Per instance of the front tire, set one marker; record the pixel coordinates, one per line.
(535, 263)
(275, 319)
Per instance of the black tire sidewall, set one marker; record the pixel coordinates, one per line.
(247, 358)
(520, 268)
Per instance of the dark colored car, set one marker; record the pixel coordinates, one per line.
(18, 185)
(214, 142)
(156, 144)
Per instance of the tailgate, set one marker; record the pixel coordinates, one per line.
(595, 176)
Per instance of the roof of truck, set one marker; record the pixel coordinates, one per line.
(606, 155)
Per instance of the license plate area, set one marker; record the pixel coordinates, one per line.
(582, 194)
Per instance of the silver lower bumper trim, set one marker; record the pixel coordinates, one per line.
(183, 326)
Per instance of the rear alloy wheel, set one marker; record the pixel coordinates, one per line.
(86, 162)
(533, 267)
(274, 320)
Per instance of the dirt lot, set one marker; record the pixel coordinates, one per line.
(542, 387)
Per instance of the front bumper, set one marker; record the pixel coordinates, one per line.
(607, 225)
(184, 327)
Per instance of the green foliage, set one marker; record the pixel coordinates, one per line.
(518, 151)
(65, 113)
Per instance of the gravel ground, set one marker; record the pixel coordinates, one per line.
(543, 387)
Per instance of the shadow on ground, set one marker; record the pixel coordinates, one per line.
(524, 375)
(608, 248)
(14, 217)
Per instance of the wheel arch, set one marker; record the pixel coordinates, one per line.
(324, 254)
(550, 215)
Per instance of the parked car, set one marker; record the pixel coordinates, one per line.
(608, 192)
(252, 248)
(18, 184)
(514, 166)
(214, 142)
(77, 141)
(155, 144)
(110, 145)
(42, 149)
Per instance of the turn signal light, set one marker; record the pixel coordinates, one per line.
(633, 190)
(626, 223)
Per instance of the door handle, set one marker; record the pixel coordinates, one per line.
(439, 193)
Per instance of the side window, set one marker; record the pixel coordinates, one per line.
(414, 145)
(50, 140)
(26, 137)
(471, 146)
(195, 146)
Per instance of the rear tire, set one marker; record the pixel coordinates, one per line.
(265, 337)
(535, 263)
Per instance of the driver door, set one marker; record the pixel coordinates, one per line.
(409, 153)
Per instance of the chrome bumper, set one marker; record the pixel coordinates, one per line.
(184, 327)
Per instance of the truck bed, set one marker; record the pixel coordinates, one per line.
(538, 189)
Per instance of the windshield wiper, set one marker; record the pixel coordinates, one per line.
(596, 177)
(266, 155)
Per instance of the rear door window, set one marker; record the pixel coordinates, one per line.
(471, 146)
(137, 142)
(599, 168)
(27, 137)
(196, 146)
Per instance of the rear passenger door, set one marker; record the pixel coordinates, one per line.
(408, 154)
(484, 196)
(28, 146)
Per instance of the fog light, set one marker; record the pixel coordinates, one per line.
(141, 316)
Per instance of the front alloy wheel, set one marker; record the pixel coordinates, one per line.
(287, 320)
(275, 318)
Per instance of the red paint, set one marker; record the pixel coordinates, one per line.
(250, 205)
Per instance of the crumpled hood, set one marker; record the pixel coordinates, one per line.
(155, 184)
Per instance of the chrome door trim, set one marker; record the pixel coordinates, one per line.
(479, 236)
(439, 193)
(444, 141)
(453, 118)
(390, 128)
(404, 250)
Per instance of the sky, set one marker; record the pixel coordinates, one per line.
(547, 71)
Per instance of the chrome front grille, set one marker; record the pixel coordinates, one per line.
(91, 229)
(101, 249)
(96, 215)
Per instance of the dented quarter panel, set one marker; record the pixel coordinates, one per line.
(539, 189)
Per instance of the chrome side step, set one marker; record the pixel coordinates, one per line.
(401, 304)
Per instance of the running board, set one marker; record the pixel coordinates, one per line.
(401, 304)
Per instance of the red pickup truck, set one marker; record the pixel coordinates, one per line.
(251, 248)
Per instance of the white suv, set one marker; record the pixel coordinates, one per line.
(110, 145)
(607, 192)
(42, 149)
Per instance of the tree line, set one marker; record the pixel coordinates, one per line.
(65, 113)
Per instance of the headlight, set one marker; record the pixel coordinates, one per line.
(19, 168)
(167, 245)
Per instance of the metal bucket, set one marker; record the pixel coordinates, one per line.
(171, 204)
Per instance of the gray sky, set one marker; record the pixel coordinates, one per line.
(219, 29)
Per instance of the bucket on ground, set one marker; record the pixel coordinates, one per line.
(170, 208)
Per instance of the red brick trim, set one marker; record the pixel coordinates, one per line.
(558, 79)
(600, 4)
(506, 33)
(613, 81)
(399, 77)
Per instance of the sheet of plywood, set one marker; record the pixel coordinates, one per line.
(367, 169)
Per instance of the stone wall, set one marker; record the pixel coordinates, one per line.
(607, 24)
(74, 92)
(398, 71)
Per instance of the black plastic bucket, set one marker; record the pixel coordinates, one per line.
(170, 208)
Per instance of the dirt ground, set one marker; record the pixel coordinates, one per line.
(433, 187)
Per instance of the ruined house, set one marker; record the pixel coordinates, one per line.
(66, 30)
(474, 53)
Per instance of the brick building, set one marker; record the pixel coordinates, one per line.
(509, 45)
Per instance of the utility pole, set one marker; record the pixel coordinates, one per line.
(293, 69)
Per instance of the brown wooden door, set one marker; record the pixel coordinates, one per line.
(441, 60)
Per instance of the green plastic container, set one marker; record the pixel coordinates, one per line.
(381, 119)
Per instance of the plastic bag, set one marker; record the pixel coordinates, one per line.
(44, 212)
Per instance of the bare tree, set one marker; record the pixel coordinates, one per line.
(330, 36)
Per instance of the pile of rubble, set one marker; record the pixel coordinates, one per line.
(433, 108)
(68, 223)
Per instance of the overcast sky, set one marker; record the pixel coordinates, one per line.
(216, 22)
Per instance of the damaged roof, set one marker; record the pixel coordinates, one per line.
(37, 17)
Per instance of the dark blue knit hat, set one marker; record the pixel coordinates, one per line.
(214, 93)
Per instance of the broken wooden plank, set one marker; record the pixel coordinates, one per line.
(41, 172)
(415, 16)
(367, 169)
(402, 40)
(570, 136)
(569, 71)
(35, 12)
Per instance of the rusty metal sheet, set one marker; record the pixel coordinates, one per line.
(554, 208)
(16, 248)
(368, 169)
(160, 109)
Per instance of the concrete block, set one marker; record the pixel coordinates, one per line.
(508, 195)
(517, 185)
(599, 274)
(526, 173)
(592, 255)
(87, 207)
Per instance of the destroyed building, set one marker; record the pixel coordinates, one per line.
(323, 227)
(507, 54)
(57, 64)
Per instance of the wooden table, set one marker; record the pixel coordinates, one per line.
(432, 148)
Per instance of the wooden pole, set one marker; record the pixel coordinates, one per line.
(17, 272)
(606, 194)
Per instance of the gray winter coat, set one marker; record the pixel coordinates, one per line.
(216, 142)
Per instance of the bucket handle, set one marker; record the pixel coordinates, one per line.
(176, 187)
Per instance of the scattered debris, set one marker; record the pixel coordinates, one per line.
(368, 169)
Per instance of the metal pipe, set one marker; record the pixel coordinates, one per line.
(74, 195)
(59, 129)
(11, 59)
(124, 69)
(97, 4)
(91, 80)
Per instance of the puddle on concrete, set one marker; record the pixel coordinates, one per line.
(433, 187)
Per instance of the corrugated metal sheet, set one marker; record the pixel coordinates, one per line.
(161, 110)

-- PROBLEM STATEMENT --
Rescale the lines, starting at the one that contains "Per instance of the puddle" and ending at the last line above. Write those lines out again with the requests included, multiplying every coordinate in the answers by 1.35 and rounding to whole numbers, with halves rounded up.

-- TASK SOLUTION --
Per instance of the puddle on concrete, set one marker; record the pixel coordinates, one per line.
(585, 252)
Per instance of the corrugated metal sheet, set one marker; record the pixel coordinates, one per line.
(217, 149)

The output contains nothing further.